» **PROBLEMS TO WORK ON**:
**a)** In the article on the Palmetto Compress Warehouse, how many apartments will the converted building contain?
**b)** Reproduce the passage of the article on the Palmetto Compress Warehouse from "But perhaps Garvin’s" to "nearly three decades.", inclusive.

» **EXTRACT PROVIDED**:
>>>>

Palmetto Compress Warehouse being transformed into apartments
Architect Scott Garvin has a passion for historic buildings.
He has tackled big challenges like converting the former Olympia and Granby textile mills into apartments. His offices are in a renovated Civil War-era building at Gervais and Lincoln streets that now houses a Starbucks. And he is turning the three 1860s buildings that used to make up the old City Market Antiques Mall into three restaurants.
But perhaps Garvin’s most challenging and innovative project to date is converting the mammoth Palmetto Compress Warehouse at Devine and Pulaski streets into an apartment building, which was deemed impossible by developers for nearly three decades.
“It’s fun to understand the history of buildings and put them back together,” he said during an exclusive tour for The State newspaper last week.
The cotton storage facility two blocks from the Colonial Life Arena will have 197 apartments; a ground-level pool; 12,000 square feet of retail space; and rebuilt porches on the side of the building that faces the University of South Carolina campus. A five-story, “400-ish” space parking garage is also planned for a location across Devine Street, Garvin said.
The building is big – 320,000 square feet – “which is exactly a half city block,” said Fred Delk, executive director of the Columbia Development Corp., which encourages and guides investment in the Vista. It brokered the sale of the warehouse after a contentious debate over whether it should be razed to make way for more modern development.
The best ideas
The building had been slated for demolition after years of its longtime owners saying they could find no one able to redevelop it at a reasonable cost. But it was purchased for approximately $6 million by Philadelphia developer Ron Caplan’s PMC Property Group, the same company that bought the Olympia and Granby mills and hired Garvin to renovate them.
The century-old warehouse sits within blocks of four major student housing projects and was almost torn down to make way for one of them. Edwards Communities Development Co. of Columbus, Ohio, had planned to raze it for private student housing. The plan set off a roiling two-year battle among the owners, the developers and preservationists that ended only when a divided Columbia City Council stepped in to save the historic warehouse, which is listed in the National Register of Historic Places.
The owners, in sometimes bitter clashes with preservationists, asserted that for 26 years they tried to market the property to developers, but none was willing to reuse the building because of the cost. The fight also caused a rift between the Greater Columbia Chamber of Commerce, which backed the demolition, and Historic Columbia, which helped lead the charge to save it.
The city, through its Columbia Development Corp., purchased the century-old building for $5.65 million in 2013, using a line of credit controversially backed by employee health insurance reserve funds. The profit from the sale to Caplan covered the city’s expenses for securing the structure after the purchase and other outlays, Delk said.
“We had five proposals for reusing the property,” Delk said. “They came with the best ideas and the most experience.”
Preserving the details
Caplan is now leveraging historic tax credits for a $100 million face-lift.

<<<<

» **DATA RECORDS**:
>>>>

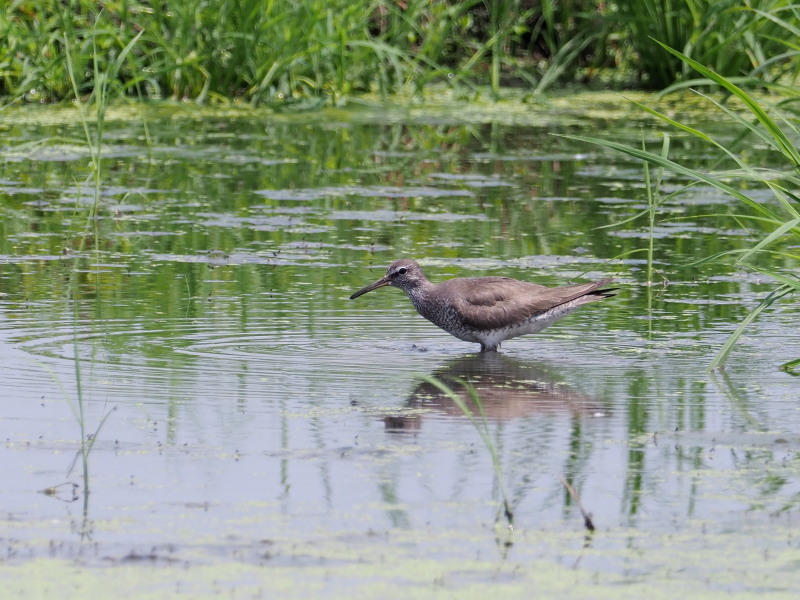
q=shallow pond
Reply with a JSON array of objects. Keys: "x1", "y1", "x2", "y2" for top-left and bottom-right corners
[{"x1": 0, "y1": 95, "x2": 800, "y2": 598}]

<<<<
>>>>

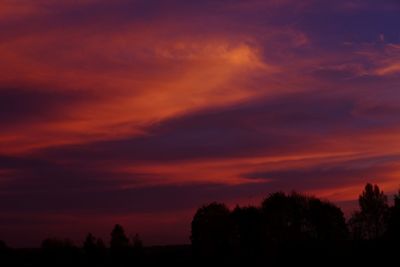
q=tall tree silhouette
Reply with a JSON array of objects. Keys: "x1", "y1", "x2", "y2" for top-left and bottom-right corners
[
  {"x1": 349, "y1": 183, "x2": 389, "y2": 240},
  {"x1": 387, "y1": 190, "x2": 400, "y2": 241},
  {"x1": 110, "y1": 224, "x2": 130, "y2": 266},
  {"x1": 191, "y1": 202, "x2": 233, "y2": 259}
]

<<<<
>>>>

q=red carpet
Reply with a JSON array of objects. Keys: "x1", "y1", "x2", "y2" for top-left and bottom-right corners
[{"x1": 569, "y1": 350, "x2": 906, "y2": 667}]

<<<<

» **FULL ANSWERS**:
**a)** 197 apartments.

**b)**
But perhaps Garvin’s most challenging and innovative project to date is converting the mammoth Palmetto Compress Warehouse at Devine and Pulaski streets into an apartment building, which was deemed impossible by developers for nearly three decades.